- _Document extract_
You can’t fault Palmer or Newton for not “toughing it out” and playing through concussions, obviously. Head injuries are no joke, and they are forbidden to make that choice under current league rules anyway. But the fact remains that Wilson’s supposedly-reckless freelancing has never exposed him to any concussions ever, as far as we know, as a professional.
A few weeks ago it appeared that Wilson’s string of luck and availability might run out. Based on the example of decades of wounded NFL quarterbacks, not to mention Seattle’s famously permeable offensive line, it would have been reasonable to imagine Wilson’s 2016 turning into a lost season of limping and lingering ailments. Instead, as he emerges out of those challenges fairly scot-free, he can put his hand to his brow and survey the league landscape to see that he still stands basically alone as resilient to the quarterback infirmary.
Take a look yourself: In addition to Bridgewater, Romo, Palmer, and Newton right now, there’s Aaron Rodgers who missed seven weeks in 2013 with a splintered collarbone, submarining the Green Bay Packers’ shot at a first-round bye and exposing them to the best wild-card team the San Francisco 49ers. A year later, Rodgers’ pulled calf muscle hampered his movement late in his MVP season, a factor the Ringer’s Kevin Clark reminds us was a prime reason the Packers weren’t able to press their early lead against Seattle in the 2014 NFC Championship game. Has Rodgers even ever fully recovered from that problem?
Andrew Luck has been bombarded by health issues the past few years—not necessarily a fault of his own given his franchise’s disastrous stewardship, but still his much bigger body was supposed to withstand the hits better than Wilson’s smaller frame. For that matter, Kirk Cousins is not a very good quarterback and the reason Washington is stuck paying him franchise-tag dollars is because Luck’s and Wilson’s 2012 draft-mate Robert Griffin was unable to stay healthy.

- _Task list_
a: Please duplicate the part of the passage on quarterback injuries that opens with the words containing "Take a look" and closes with "from that problem?".
b: Answer these questions from the passage on quarterback injuries:
(i) How many weeks did Aaron Rodgers miss in 2013, and with what injury?
(ii) Who was the 2012 draft-mate of Luck and Wilson who was unable to stay healthy?
(iii) Which of Wilson's seasons did it seem reasonable to imagine becoming a lost season?

(Source records)
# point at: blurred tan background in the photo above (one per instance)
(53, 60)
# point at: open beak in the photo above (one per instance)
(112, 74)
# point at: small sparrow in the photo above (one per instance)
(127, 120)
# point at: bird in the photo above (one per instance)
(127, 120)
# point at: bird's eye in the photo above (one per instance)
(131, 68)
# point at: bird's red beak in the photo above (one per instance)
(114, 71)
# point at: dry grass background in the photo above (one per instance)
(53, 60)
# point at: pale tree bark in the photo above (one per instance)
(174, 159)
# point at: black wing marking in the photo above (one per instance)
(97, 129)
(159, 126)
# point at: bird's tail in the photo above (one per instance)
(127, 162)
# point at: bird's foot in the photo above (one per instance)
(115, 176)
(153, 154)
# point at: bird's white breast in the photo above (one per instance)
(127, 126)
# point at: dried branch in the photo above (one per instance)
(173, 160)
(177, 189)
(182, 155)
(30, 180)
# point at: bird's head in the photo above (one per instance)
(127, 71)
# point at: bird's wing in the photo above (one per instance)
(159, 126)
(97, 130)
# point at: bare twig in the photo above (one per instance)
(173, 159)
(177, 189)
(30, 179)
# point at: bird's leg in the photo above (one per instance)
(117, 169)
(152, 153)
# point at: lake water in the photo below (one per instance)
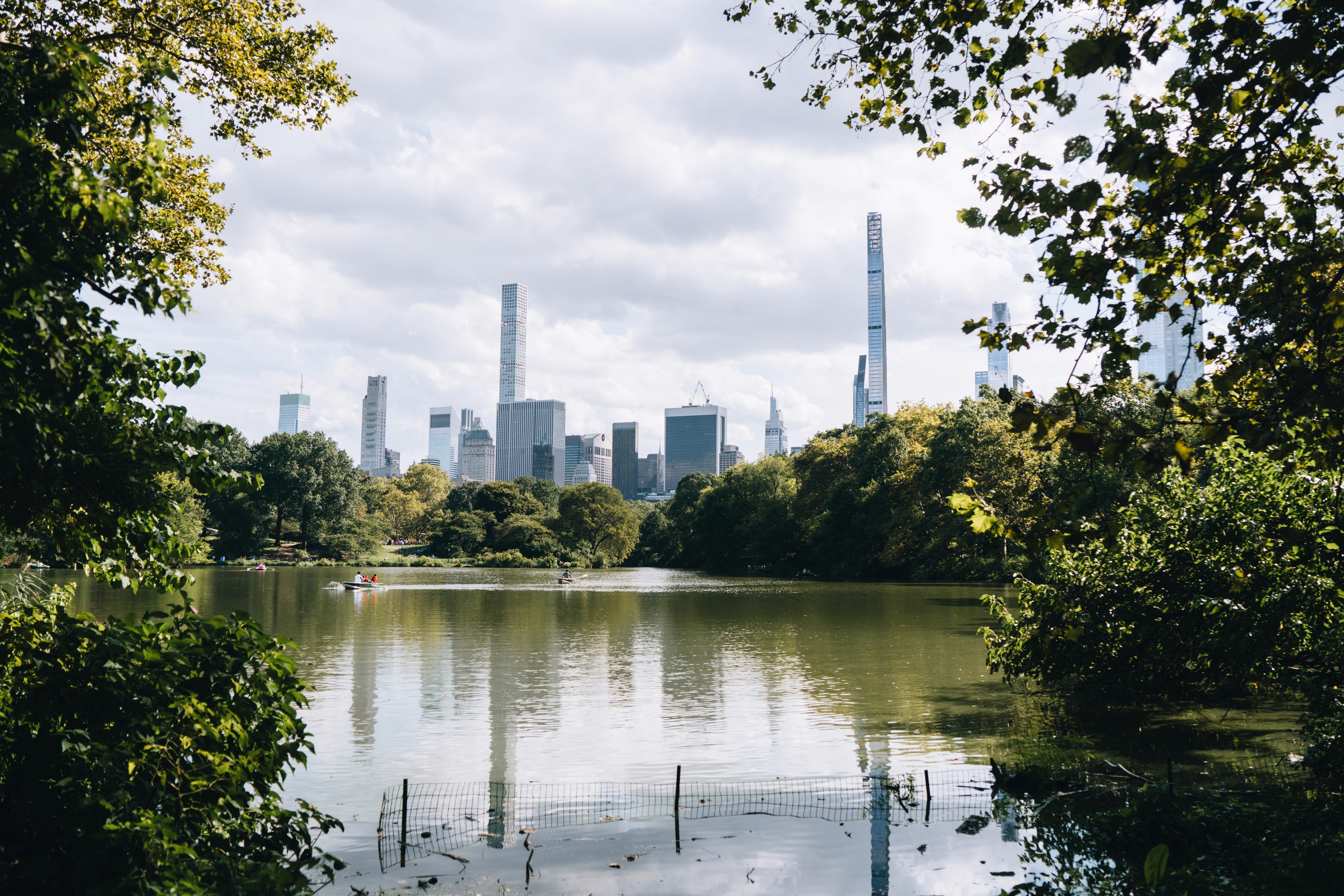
(806, 697)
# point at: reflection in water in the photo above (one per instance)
(498, 675)
(442, 819)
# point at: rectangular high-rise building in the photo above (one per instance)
(373, 444)
(693, 437)
(1001, 359)
(514, 345)
(544, 463)
(597, 455)
(861, 393)
(877, 398)
(653, 475)
(478, 456)
(1173, 351)
(776, 437)
(443, 439)
(294, 413)
(573, 455)
(519, 427)
(626, 459)
(730, 457)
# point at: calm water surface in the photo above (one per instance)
(501, 676)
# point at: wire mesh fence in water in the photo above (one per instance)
(439, 819)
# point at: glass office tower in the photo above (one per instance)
(443, 439)
(1001, 359)
(776, 436)
(519, 427)
(1173, 351)
(694, 439)
(877, 400)
(373, 445)
(626, 459)
(294, 413)
(861, 393)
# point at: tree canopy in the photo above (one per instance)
(103, 205)
(1198, 177)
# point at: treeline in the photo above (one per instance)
(314, 499)
(873, 502)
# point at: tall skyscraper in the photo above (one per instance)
(478, 456)
(519, 427)
(861, 393)
(544, 463)
(294, 413)
(514, 345)
(730, 457)
(1173, 351)
(626, 459)
(694, 437)
(373, 445)
(596, 455)
(776, 437)
(653, 475)
(1001, 361)
(877, 400)
(443, 439)
(573, 453)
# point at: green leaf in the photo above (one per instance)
(1155, 867)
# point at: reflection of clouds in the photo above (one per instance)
(635, 178)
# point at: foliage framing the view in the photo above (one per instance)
(1217, 189)
(147, 756)
(101, 197)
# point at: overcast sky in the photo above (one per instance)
(673, 221)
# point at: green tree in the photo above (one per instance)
(306, 479)
(506, 499)
(99, 194)
(528, 535)
(463, 534)
(429, 484)
(147, 757)
(1214, 186)
(748, 518)
(595, 519)
(1212, 586)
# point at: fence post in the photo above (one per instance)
(404, 821)
(677, 811)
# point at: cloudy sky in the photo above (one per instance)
(674, 222)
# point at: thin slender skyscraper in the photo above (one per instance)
(1001, 362)
(514, 343)
(776, 436)
(877, 319)
(861, 393)
(294, 412)
(373, 447)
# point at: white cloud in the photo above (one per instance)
(674, 222)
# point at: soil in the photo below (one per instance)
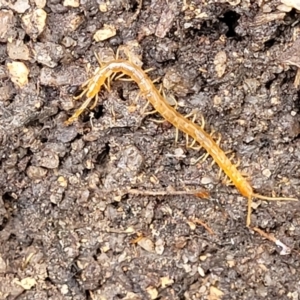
(70, 228)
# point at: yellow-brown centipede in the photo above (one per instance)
(93, 86)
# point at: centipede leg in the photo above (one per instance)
(99, 60)
(149, 70)
(176, 135)
(202, 158)
(145, 107)
(79, 111)
(95, 102)
(219, 139)
(81, 94)
(152, 112)
(158, 121)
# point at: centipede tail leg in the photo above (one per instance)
(248, 222)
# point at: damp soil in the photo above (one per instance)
(69, 226)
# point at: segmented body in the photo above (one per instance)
(183, 124)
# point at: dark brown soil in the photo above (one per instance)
(67, 231)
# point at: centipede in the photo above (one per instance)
(92, 87)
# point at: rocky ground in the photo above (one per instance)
(69, 226)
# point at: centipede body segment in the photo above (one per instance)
(196, 132)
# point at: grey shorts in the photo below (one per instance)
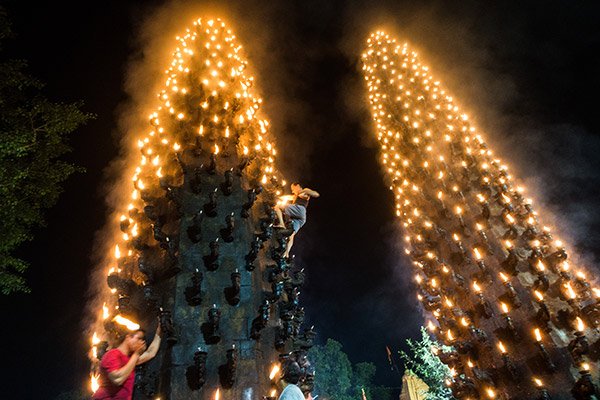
(297, 215)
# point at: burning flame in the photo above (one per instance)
(539, 295)
(571, 293)
(274, 371)
(580, 325)
(104, 311)
(94, 384)
(130, 325)
(501, 347)
(538, 335)
(95, 339)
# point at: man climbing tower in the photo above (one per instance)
(294, 211)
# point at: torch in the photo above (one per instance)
(511, 292)
(543, 392)
(538, 338)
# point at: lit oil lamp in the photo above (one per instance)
(543, 352)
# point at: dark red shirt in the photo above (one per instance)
(112, 361)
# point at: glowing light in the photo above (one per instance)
(130, 325)
(274, 371)
(94, 384)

- _Answers for the tasks_
a:
Take a look yourself: In addition to Bridgewater, Romo, Palmer, and Newton right now, there’s Aaron Rodgers who missed seven weeks in 2013 with a splintered collarbone, submarining the Green Bay Packers’ shot at a first-round bye and exposing them to the best wild-card team the San Francisco 49ers. A year later, Rodgers’ pulled calf muscle hampered his movement late in his MVP season, a factor the Ringer’s Kevin Clark reminds us was a prime reason the Packers weren’t able to press their early lead against Seattle in the 2014 NFC Championship game. Has Rodgers even ever fully recovered from that problem?

b:
(i) Seven weeks, with a splintered collarbone.
(ii) Robert Griffin.
(iii) His 2016 season.